§ **Activity**: Translate this sentence from the commentary on a Fox News segment into Spanish: "We don’t need to parse the myriad ways in which the segment is both jaw-droppingly offensive and also deeply stupid."

§ **Exercise passage**:
::::::

It’s no secret that Fox News is a billowing hate mill that’s made a multibillion-dollar enterprise of churning out racist venom. Your average thinking person takes pains to avoid accidentally consuming its ugly invective, but sometimes it just crawls out of the damn TV and finds you, like the vampy girl in The Ring. Truthfully, though, I’d take the girl over Jesse Watters. At least she doesn’t talk.
Having decided that Vladimir Putin is a pretty stand-up guy, Donald Trump has instead shifted his ire to China, the country responsible for stealing American jobs and hastening our demise. Plus, Bill O’Reilly’s staff reasoned during what must have been one rousing pitch meeting, they talk funny there! Is this a recipe for comedy gold? Watters is sure it is, and his viewership — composed not just of yokels waiting on their bathtub crank, but everyday men and women who love Jesus, novelty visors, and hating poor people — almost certainly agrees.
We don’t need to parse the myriad ways in which the segment is both jaw-droppingly offensive and also deeply stupid. Instead, consider what year this was made. The title cards look like they were pulled from eBaum’s World, and Watters begins by asking a couple of young women on the Chinatown street whether he is “supposed to bow,” and then asks a man if the watches he’s selling are “hot.” The video then cuts to a clip from The Karate Kid, confirming my suspicion that the entire conceit of this idiotic joke was pulled straight out of Reagan’s dusty corpse, a relic of a time when a man could still unleash a hearty belly laugh at racial appropriation during a business meeting and no one would look at him askance. Also, Mr. Miyagi was Japanese.
“Do they call Chinese food in China just food?” Watters asks a girl wearing headphones. I assume the part where she kicks him in the nuts was removed in editing.
This election season has taught us that not only is casually dispensed racism not yet dead and buried, it’s truly flourishing. The terrifying girl crawling from the TV isn’t just Watters, it’s the entire racist juggernaut assuring asshat America that this stuff is not only funny, but OK, when of course it’s neither. The segment finishes out with a chat between O’Reilly and his putty-faced ambush artist, waxing contemplative over the day’s takeaways. “They’re such a polite people,” Watters says. “They are!” O’Reilly agrees.
“Instead of telling me to get out of here, they just SIT there, and say nothing,” said Watters.

::::::

§ **Dataset records**:
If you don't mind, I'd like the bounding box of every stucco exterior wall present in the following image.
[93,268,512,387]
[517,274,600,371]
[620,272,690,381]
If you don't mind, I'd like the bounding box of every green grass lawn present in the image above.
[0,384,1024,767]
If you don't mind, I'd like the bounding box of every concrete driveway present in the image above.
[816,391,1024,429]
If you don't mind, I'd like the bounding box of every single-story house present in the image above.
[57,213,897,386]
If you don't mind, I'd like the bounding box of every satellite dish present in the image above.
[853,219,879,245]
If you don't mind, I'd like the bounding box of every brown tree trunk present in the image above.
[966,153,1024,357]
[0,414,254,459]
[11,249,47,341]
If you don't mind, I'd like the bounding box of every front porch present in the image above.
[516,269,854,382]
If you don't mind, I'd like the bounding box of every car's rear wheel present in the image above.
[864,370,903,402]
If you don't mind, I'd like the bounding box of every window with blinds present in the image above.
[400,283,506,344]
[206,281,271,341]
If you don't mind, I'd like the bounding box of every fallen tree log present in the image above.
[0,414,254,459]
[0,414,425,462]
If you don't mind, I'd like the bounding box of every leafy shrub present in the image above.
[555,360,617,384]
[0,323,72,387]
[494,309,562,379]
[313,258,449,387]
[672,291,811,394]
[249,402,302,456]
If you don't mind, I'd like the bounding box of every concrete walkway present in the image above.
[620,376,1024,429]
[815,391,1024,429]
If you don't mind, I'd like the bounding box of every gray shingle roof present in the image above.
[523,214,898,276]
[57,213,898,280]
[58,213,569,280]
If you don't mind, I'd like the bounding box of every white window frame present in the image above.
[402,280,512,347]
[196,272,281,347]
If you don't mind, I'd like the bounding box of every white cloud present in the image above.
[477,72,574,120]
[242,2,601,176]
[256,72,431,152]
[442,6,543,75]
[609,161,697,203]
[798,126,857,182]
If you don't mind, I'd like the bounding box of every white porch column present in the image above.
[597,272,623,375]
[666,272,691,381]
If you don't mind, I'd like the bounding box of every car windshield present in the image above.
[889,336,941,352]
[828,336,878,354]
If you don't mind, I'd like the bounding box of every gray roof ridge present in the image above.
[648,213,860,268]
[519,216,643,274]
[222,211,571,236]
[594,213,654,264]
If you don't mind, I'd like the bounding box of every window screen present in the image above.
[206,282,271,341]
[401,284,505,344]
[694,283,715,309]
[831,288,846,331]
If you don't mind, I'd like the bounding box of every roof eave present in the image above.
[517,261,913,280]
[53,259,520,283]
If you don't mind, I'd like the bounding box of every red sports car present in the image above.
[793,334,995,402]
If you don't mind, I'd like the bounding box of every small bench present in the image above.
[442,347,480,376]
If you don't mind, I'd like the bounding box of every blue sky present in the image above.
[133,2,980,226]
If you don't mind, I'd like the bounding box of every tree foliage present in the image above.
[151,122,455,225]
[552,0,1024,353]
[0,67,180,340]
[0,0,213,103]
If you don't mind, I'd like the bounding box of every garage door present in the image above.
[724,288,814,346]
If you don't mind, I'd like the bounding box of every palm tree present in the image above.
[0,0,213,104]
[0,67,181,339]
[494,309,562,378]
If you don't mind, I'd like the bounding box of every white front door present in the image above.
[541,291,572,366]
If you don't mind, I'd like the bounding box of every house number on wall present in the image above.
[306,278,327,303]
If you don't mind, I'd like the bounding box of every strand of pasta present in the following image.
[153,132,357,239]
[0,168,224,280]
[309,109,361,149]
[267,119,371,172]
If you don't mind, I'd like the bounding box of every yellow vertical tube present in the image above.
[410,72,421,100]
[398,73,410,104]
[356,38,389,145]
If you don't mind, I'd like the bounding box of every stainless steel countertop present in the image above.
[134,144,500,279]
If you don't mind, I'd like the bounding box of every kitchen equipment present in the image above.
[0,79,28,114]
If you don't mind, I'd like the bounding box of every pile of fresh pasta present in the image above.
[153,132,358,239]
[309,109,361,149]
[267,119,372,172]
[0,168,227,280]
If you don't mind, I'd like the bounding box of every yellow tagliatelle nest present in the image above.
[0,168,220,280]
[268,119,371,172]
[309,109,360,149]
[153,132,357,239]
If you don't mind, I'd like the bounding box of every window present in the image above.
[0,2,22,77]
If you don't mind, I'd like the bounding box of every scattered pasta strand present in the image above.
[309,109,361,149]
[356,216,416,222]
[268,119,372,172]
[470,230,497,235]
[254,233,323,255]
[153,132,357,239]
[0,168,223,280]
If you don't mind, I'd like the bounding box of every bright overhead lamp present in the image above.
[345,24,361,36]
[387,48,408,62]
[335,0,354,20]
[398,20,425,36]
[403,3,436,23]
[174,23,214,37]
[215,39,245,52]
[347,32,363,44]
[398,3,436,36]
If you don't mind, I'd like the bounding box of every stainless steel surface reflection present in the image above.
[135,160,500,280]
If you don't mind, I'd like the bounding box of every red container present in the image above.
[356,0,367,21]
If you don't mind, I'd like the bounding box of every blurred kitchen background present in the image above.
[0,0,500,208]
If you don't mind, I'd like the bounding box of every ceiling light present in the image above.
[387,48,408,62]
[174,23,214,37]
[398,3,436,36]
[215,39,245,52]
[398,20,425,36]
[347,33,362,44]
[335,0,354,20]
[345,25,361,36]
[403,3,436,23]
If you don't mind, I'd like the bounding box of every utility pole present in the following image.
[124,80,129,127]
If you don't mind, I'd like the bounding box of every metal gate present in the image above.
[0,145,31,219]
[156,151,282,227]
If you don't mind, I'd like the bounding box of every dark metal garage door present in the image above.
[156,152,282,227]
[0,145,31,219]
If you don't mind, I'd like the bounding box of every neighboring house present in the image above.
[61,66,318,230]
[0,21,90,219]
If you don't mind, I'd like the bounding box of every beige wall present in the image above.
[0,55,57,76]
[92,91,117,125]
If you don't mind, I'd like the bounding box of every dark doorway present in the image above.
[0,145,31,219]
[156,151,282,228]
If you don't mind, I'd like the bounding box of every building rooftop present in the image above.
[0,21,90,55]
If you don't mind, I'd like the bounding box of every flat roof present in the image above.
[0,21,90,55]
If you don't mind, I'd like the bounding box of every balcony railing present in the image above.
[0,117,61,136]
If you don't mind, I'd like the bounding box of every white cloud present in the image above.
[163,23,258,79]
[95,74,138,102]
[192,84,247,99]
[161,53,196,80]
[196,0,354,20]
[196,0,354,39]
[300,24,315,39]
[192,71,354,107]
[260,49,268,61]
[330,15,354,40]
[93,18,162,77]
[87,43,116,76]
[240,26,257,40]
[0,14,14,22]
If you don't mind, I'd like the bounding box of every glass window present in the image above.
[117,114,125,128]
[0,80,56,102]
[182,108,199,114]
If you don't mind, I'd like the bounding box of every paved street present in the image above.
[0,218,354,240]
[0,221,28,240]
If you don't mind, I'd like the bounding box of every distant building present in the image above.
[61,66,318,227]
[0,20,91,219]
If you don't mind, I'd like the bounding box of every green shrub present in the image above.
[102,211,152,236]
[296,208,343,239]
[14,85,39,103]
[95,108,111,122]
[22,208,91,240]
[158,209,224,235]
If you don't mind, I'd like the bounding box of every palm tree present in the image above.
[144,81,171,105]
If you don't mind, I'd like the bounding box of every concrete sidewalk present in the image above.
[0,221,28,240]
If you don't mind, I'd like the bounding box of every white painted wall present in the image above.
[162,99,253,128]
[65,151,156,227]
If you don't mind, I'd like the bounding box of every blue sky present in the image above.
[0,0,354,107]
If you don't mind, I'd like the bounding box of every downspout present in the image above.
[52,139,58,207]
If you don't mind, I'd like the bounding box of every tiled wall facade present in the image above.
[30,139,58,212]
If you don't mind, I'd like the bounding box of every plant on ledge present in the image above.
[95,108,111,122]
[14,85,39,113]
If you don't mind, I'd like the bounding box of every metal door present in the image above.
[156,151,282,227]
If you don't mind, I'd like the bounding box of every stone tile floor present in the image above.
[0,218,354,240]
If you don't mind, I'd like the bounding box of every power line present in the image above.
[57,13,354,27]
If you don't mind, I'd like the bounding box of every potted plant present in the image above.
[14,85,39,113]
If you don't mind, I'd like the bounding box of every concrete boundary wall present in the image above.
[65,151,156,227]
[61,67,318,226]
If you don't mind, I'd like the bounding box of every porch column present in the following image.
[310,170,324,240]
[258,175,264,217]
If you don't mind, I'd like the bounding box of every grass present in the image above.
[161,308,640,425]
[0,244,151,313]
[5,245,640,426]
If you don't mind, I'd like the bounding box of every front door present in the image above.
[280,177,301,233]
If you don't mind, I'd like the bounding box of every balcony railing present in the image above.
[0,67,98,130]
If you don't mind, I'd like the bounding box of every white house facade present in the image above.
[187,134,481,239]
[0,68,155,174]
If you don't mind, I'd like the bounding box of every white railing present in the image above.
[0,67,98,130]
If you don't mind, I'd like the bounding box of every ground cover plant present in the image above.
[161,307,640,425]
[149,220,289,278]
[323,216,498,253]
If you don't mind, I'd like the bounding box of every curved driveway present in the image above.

::::::

§ **The completed task**: No necesitamos analizar las innumerables maneras en que el segmento es a la vez escandalosamente ofensivo y también profundamente estúpido.